-- Goal of the exercise --
Can the data below be set down again exactly, line for line?

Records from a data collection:
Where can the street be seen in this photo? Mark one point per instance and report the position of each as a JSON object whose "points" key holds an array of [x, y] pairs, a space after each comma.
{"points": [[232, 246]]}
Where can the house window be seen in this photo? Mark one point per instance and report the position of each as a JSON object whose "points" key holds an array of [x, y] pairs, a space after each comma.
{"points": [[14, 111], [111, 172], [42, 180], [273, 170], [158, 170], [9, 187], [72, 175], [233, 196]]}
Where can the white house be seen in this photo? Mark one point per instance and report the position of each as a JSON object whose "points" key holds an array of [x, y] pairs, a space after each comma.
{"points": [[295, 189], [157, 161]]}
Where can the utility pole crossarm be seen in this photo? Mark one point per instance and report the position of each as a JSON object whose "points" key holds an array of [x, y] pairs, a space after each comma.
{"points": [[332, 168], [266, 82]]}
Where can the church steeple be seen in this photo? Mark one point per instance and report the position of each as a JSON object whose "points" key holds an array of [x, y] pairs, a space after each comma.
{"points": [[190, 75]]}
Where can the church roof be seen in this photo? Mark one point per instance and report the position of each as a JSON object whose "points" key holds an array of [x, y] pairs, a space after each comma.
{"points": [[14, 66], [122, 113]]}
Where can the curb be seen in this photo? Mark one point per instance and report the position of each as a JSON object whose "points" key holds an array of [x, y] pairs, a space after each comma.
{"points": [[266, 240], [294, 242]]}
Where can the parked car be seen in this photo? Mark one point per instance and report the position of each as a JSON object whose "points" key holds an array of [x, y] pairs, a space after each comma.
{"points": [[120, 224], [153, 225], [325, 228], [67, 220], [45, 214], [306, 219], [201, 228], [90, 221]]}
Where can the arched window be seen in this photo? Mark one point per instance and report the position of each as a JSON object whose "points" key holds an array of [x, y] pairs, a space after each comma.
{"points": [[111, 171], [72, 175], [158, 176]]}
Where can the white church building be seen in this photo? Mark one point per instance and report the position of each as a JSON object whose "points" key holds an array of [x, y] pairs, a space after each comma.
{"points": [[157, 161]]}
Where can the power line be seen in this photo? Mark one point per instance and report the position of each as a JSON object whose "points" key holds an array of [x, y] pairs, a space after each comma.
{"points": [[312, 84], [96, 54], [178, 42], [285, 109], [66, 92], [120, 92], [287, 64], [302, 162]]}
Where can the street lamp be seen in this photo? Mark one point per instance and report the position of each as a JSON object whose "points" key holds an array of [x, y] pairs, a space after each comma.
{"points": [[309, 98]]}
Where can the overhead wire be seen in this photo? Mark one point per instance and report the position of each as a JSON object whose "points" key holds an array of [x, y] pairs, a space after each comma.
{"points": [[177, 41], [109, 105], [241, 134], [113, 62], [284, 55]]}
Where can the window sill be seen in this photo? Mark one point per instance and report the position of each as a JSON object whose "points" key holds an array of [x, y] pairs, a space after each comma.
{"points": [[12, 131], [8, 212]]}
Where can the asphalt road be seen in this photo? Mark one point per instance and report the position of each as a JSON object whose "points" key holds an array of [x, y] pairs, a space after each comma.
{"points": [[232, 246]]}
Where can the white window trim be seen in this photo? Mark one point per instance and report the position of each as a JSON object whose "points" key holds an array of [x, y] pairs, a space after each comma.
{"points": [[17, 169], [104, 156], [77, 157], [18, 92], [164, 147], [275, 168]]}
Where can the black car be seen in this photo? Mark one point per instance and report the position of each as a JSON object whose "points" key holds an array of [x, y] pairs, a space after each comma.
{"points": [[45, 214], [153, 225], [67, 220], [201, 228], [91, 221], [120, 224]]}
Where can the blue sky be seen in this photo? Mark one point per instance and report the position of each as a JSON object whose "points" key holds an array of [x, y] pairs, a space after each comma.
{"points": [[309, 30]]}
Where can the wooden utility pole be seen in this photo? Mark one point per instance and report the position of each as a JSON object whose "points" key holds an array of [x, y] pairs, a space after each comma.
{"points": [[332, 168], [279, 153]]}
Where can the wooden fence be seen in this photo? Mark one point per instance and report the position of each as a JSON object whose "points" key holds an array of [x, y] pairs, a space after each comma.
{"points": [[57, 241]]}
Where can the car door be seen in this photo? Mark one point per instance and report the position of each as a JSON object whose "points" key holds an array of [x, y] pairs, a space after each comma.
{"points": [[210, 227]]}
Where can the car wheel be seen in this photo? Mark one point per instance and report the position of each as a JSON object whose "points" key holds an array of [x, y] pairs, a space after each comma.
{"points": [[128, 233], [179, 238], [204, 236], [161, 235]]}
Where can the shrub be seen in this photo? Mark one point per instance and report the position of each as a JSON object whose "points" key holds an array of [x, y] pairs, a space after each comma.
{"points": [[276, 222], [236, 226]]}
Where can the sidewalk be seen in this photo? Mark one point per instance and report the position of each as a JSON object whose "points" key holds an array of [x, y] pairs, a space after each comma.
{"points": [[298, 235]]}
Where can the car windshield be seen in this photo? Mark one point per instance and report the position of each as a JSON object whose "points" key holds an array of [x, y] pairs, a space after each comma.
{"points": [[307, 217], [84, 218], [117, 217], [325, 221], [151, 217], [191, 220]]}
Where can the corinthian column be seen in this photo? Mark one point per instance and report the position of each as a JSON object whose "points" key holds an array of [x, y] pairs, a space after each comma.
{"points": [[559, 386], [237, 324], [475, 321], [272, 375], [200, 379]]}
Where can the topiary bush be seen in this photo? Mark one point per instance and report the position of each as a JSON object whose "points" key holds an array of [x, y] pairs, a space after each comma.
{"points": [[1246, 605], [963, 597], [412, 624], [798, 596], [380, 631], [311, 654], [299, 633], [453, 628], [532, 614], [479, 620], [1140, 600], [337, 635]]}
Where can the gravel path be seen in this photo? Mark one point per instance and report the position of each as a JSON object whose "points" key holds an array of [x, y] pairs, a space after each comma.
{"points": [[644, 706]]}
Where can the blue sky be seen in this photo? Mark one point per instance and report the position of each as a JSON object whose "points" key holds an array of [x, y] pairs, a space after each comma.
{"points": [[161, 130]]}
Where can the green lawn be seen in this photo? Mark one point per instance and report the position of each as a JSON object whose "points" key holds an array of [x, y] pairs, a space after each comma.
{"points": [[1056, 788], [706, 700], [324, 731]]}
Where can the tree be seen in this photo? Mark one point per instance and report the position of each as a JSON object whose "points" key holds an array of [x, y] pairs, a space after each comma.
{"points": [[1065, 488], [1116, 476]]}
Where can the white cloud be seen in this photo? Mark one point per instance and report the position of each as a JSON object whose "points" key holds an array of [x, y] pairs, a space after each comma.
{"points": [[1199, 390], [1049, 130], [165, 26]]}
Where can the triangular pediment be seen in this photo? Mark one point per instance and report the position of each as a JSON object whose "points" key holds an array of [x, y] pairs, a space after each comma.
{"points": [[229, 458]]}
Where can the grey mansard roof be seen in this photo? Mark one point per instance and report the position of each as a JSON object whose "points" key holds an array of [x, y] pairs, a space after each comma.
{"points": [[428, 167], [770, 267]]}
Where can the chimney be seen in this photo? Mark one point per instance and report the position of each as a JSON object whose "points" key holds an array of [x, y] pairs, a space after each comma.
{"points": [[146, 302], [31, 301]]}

-- Response --
Where can the street be seen in this photo? Mark one point per instance and report the position of each as a JSON object whose "points" key holds an array of [x, y] pairs, a space after each comma.
{"points": [[232, 246]]}
Where can the house window be seen in this photo? Mark one point per instance and report the position of each as a JSON object whose "points" key holds an array of [x, y] pairs, a space after each comma.
{"points": [[14, 111], [111, 172], [42, 180], [273, 170], [158, 170], [9, 187], [72, 175], [233, 196]]}
Where can the white house be seen in this photo? Mark one point per instance and report the position of each as a JSON object whose "points" key holds an array of [x, y] pairs, a space after each comma.
{"points": [[295, 189], [157, 161]]}
Where can the utility pole crossarm be seen in this photo? Mark one point per instance and report the position of each as a JSON object whose "points" key holds an array of [x, y] pairs, a space after each comma.
{"points": [[332, 168], [266, 82]]}
Where can the church steeple be seen in this photo? Mark one point per instance and report the position of each as a JSON object whose "points" key holds an array of [x, y] pairs, a space after each comma.
{"points": [[190, 75]]}
Where can the church roof be seen in this photo? Mark one point per instance and report the position of each as a JSON object whose "points" key holds an array of [x, y] pairs, a space after each comma.
{"points": [[14, 66], [122, 113]]}
Where can the curb be seen in this photo? Mark one point per instance and report the position of each as a JSON object whose "points" key holds an array of [x, y] pairs, a space after each comma.
{"points": [[266, 240], [294, 242]]}
Where can the parked car be seen in this photo? Mark one point per instance and report the position of each as a JSON object whose "points" key holds an array of [x, y] pairs, a space after each comma.
{"points": [[120, 224], [153, 225], [325, 228], [67, 220], [45, 214], [306, 219], [201, 228], [90, 221]]}
Where can the arched window be seen in this photo? Mark one point per instance and report the position of each as a JSON object whose "points" key holds an array of [x, y] pairs, a space after each comma.
{"points": [[111, 171], [72, 175], [158, 176]]}
Where can the white church building be seen in this photo? Mark one point per instance and report the position of each as a JSON object whose "points" key holds an array of [x, y] pairs, a space after each comma.
{"points": [[157, 161]]}
Where can the power line be seen in this photo? Mark one point per instance and report the position of each as a JSON object whose "points" key holds an array of [x, y] pairs, a space after each comma.
{"points": [[312, 84], [96, 54], [178, 42], [285, 109], [66, 92], [120, 92], [287, 64], [302, 162]]}
Where can the street lamp be seen in this photo? Mark one point per instance and report the position of each as a JSON object whose "points" key holds an array of [x, y] pairs, a space after each comma.
{"points": [[309, 98]]}
Where can the overhead wire be seen in this photo? Mark one point per instance and report the position of each as a JSON object whose "points" key holds an array of [x, y] pairs, a space after each comma.
{"points": [[177, 41], [109, 105], [241, 134], [113, 62], [284, 55]]}
Where can the window sill be seen in this photo? Mark one point per instance and report the position of each as a JSON object whose "points" key holds an array of [x, y] pairs, a space after each comma.
{"points": [[12, 131], [8, 212]]}
Where can the asphalt road be seen in this photo? Mark one point per instance and report the position of each as a JSON object whose "points" key holds an array of [x, y] pairs, a space after each comma.
{"points": [[232, 246]]}
Where can the white window trim be seen in this photo? Mark one point per instance and report the position of each as a JSON object whose "points" key holds an array of [x, y] pairs, a space after each comma.
{"points": [[17, 169], [104, 156], [77, 157], [18, 92], [164, 147], [275, 168]]}
Where can the black car be seen in this photo? Mark one point per instance and report the position of each as a JSON object whose "points" key holds an array of [x, y] pairs, a space after each comma.
{"points": [[45, 214], [153, 225], [67, 220], [201, 228], [91, 221], [120, 224]]}
Where can the blue sky be seen in this photo? Mark one point per instance and report the position of each as a JSON object whose "points" key holds an array of [x, y] pairs, a space after each comma.
{"points": [[309, 30]]}
Where can the wooden utility pole be seen in this photo? Mark one point per instance and report the position of each as a JSON object whose "points" key holds an array of [x, y] pairs, a space after each comma.
{"points": [[332, 168], [279, 153]]}
Where can the wooden fence be seen in this photo? Mark one point per instance and report the position of each as a JSON object whose "points" key holds an array of [x, y] pairs, a space after each comma.
{"points": [[57, 241]]}
Where can the car door be seen in this photo? Mark one point per instance and report the position of each as a JSON object whose "points" key holds an array of [x, y] pairs, a space after each comma.
{"points": [[210, 227]]}
Where can the car wheel be seen in this photo? Mark one point per instance and report the position of each as a JSON object whose "points" key holds an array of [x, y] pairs, a space after each comma.
{"points": [[128, 233], [179, 238], [204, 236], [161, 235]]}
Where can the shrub be seen in this photo? Mark one point per instance and report the position of each as a JSON object whose "points" key holds an array of [x, y] pairs, a space after each comma.
{"points": [[276, 222], [236, 226]]}
Where can the sidewalk be seen in this photo? Mark one point per instance and report the position of each as a JSON object whose "points" key holds an array of [x, y] pairs, a space after each comma.
{"points": [[298, 235]]}
Where can the car windshield be seen in this photo? Mark one point per instance and report the position of each as a JSON object whose "points" key holds an array of [x, y] pairs, a space after each comma.
{"points": [[307, 217], [84, 218], [117, 217], [325, 221], [151, 217], [191, 220]]}
Where can the corinthian column be seen in this photo? Mark one point per instance and report the position of each as a JSON object whose "points" key holds an array of [x, y] pairs, a space after each comma.
{"points": [[559, 386], [237, 324], [475, 321], [272, 375], [200, 379]]}
Where can the topiary bush be seen in this photo? Mark one point per instance and report the position of each as a JSON object whose "points" key holds an array of [x, y] pairs, a space after each comma.
{"points": [[1246, 605], [963, 597], [412, 624], [798, 596], [380, 631], [311, 654], [299, 633], [453, 628], [532, 614], [479, 620], [1140, 600], [337, 635]]}
Where can the gravel path be seen in this photo? Mark one point per instance and report the position of each as a JSON object whose "points" key holds an array of [x, y] pairs, a space after each comma.
{"points": [[644, 706]]}
Where can the blue sky be seen in this photo? Mark one point per instance and report the position of each as a JSON object whose "points" key holds an array of [x, y] pairs, a space after each comma.
{"points": [[161, 130]]}
Where can the green lawn be seen in this photo? Mark one point per instance and report the position of each as a JSON object whose "points" key holds an array of [x, y] pairs, a space after each comma.
{"points": [[1056, 788], [706, 700], [324, 731]]}
Where can the tree be seen in this photo? Mark one point per instance and report the position of each as a JSON object whose "points" key holds an array of [x, y] pairs, a space after each comma.
{"points": [[1065, 488], [1116, 476]]}
Where can the white cloud be seen in this photo? Mark one point per instance and report the position of each as a JSON object whose "points" key holds an array of [x, y] pairs, a space after each comma.
{"points": [[1199, 390], [1049, 130], [165, 26]]}
Where can the triangular pediment be seen in this photo? Mark one point per instance and report the position of each as a JSON object whose "points" key holds an array of [x, y] pairs, a space after each comma.
{"points": [[229, 458]]}
Where can the grey mansard roof be seen in this photo? Mark one point per instance and report the position of each as a JSON object whose "points" key holds an array of [x, y] pairs, a space after each comma.
{"points": [[428, 167], [770, 267]]}
Where can the chimney be seen in this photo? Mark one point per instance and report the position of each as a JSON object whose "points" key holds an array of [x, y] pairs, a space after each comma.
{"points": [[146, 302], [31, 301]]}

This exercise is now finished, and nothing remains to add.